*Problem details*. Copy out everything in the material below from the line containing "Target: red and black plaid shirt" down to the very end, including that line, keeping every line unchanged.
---------- Data listing ----------
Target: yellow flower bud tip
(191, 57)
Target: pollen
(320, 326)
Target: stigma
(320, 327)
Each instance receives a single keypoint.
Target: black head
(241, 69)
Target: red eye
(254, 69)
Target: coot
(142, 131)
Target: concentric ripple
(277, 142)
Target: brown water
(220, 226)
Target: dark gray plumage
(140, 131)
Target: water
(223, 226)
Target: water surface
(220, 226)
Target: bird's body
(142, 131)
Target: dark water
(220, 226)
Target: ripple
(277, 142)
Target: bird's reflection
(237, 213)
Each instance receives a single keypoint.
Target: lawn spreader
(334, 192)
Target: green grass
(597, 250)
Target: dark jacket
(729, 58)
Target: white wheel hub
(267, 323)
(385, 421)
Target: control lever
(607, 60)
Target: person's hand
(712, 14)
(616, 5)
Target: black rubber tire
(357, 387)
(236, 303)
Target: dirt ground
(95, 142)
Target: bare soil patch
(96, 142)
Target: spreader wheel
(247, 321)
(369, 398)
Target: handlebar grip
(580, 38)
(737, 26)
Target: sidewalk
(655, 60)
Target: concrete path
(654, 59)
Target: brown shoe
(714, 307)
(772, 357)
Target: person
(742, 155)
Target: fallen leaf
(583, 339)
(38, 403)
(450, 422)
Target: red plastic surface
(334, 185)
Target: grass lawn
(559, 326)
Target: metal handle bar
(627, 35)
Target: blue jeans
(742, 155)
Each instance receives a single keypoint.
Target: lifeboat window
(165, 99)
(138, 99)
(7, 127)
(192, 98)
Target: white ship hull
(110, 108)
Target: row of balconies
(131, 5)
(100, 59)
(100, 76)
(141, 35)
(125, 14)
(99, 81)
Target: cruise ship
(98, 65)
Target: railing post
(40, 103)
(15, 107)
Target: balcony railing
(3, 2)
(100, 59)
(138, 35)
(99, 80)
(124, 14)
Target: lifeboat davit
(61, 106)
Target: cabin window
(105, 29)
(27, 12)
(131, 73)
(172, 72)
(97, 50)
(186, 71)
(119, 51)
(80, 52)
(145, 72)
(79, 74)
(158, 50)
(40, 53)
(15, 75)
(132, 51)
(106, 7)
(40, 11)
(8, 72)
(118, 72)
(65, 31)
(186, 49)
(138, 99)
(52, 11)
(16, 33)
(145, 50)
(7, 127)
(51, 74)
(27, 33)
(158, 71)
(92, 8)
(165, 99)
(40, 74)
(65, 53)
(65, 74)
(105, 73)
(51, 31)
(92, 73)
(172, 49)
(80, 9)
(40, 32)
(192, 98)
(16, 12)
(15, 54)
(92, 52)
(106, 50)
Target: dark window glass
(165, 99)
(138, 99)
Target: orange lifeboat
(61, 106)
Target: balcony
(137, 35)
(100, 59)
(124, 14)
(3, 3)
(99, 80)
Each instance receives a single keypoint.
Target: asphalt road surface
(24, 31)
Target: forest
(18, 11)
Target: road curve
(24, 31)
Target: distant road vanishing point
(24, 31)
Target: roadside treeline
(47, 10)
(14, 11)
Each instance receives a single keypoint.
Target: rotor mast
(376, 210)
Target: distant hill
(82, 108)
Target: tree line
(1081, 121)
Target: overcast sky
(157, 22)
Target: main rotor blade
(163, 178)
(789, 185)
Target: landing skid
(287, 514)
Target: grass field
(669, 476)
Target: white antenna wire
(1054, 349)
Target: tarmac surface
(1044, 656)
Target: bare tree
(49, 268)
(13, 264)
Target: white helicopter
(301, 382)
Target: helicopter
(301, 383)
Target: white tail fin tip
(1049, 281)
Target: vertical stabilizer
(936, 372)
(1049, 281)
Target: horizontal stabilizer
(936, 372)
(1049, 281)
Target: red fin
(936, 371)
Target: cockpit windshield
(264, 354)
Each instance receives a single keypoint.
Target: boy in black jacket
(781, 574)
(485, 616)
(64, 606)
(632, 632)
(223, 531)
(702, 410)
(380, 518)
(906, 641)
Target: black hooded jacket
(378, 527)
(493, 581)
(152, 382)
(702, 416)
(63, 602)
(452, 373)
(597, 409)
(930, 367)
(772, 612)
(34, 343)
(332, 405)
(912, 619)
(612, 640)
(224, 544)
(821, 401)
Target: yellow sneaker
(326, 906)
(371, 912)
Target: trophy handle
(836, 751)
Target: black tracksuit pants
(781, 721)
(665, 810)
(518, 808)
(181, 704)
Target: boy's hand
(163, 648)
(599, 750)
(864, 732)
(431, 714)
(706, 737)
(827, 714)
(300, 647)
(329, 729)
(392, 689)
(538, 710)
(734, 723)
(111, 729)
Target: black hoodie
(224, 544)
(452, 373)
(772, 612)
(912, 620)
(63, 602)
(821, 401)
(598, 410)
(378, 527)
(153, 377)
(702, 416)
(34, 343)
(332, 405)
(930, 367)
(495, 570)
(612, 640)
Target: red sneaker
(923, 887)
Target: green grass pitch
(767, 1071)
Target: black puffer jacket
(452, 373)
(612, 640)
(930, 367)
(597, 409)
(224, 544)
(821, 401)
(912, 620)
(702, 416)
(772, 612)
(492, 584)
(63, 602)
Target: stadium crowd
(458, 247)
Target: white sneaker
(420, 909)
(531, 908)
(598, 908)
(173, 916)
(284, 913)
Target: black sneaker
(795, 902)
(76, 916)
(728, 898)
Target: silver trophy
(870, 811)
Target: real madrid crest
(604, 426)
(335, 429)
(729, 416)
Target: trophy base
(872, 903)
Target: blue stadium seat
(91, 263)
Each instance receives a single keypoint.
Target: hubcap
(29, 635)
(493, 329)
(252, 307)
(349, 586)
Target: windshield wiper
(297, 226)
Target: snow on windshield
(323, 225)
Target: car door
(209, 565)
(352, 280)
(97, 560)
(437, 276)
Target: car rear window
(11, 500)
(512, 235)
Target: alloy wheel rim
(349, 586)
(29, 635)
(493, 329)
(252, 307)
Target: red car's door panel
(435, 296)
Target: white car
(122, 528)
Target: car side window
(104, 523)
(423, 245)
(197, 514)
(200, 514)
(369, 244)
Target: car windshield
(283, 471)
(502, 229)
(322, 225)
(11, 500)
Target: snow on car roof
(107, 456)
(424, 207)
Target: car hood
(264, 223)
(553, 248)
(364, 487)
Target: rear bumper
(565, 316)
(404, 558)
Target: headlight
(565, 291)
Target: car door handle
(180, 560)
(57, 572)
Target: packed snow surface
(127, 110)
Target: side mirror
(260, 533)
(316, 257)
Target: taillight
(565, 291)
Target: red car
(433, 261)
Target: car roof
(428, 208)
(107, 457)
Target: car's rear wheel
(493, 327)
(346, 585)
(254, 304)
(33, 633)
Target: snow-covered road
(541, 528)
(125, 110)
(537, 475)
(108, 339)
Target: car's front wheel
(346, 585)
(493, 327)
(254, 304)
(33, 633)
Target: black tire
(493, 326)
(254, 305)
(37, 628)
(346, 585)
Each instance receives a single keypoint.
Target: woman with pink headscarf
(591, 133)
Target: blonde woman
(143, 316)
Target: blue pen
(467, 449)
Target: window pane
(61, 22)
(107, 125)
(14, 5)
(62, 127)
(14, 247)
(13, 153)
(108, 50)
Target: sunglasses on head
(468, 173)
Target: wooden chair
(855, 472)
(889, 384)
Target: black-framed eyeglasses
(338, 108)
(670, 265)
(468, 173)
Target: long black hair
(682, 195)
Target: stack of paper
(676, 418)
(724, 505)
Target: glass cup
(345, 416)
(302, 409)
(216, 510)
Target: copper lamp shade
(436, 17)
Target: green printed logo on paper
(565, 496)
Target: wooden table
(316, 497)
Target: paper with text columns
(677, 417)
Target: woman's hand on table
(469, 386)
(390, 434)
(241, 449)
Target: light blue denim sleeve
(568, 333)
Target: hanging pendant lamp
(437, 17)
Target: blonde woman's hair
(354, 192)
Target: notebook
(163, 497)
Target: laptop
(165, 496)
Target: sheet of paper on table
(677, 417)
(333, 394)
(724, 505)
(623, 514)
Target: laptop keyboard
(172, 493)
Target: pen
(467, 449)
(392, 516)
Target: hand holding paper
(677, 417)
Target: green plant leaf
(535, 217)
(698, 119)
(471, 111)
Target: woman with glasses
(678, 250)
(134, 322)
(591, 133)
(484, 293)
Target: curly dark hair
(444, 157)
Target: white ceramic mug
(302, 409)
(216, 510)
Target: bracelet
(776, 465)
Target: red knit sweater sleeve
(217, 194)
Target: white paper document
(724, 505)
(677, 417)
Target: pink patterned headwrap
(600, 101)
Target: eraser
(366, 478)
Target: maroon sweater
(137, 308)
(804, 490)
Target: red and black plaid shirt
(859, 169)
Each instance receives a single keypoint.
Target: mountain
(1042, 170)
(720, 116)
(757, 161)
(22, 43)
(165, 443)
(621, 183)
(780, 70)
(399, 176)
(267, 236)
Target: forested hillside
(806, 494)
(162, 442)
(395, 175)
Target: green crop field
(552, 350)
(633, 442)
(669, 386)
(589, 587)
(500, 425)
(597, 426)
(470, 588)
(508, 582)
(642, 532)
----------
*Completed exercise*.
Target: red and black plaid shirt
(859, 169)
Each instance receives a single keypoint.
Target: mountain
(1042, 170)
(720, 116)
(757, 161)
(22, 43)
(165, 443)
(621, 183)
(780, 70)
(399, 176)
(267, 236)
Target: forested hillside
(806, 494)
(162, 442)
(395, 175)
Target: green crop field
(552, 350)
(633, 442)
(669, 386)
(589, 587)
(500, 425)
(597, 426)
(470, 588)
(508, 582)
(642, 532)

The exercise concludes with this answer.